What you should do: Your answer is the lines below, exactly, from the one that contains "each like [227,381]." through the one that contains "each like [391,165].", both included.

Records for this task:

########

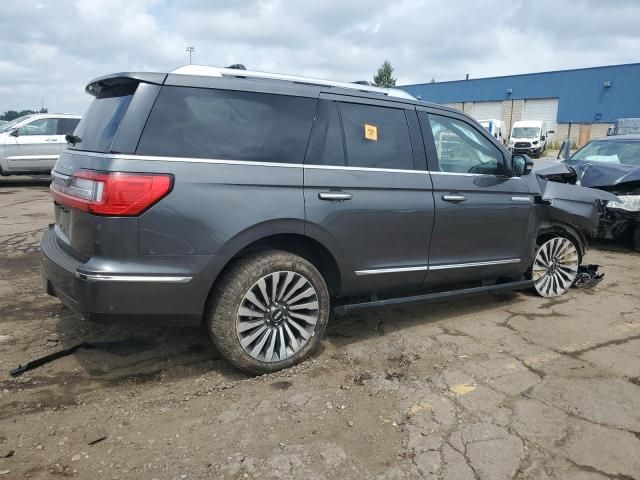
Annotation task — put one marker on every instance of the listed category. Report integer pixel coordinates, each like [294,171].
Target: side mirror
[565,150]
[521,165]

########

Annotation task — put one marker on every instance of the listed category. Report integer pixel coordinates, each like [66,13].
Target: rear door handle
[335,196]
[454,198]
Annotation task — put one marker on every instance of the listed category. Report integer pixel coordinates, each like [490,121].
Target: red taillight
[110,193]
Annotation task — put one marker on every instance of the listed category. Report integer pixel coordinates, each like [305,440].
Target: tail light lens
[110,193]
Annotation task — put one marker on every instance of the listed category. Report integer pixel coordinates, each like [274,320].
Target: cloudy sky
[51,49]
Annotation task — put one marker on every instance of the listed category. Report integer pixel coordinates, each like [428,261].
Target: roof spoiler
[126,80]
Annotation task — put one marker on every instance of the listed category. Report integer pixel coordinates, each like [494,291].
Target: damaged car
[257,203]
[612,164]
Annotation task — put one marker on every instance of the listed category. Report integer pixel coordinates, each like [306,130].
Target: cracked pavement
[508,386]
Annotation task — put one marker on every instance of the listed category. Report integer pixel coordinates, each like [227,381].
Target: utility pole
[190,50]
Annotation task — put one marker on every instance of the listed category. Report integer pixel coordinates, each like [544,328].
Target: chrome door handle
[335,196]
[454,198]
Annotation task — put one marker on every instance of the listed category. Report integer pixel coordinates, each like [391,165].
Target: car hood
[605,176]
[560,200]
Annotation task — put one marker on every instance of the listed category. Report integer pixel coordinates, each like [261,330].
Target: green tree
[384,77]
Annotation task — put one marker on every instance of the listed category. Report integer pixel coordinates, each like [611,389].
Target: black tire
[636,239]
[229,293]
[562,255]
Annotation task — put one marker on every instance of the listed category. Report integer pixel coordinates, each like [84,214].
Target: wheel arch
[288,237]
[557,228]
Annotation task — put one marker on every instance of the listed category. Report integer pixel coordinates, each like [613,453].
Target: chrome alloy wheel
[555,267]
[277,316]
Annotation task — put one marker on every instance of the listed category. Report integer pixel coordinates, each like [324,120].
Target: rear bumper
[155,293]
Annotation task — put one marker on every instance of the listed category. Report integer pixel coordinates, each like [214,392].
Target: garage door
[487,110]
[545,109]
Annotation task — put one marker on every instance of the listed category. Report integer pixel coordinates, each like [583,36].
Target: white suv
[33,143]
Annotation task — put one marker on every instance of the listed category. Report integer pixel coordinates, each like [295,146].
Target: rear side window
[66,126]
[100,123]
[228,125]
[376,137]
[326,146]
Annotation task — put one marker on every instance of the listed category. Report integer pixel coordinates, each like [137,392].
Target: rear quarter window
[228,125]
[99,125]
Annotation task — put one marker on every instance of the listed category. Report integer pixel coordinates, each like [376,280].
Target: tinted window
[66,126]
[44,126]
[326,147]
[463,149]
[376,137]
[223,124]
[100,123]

########

Task solution:
Annotation task — put one marker on every instance of the listed category. Report integer pixel coordinates, each like [227,381].
Target: utility pole
[190,50]
Annotation task — put one marker on every instance of the listed category. Report integer pixel coordinates, each like [544,328].
Target: chrome door handle
[335,196]
[454,198]
Annotation task — put one marker on every instance of the listed category. Report integer pixel coordinates, each like [391,165].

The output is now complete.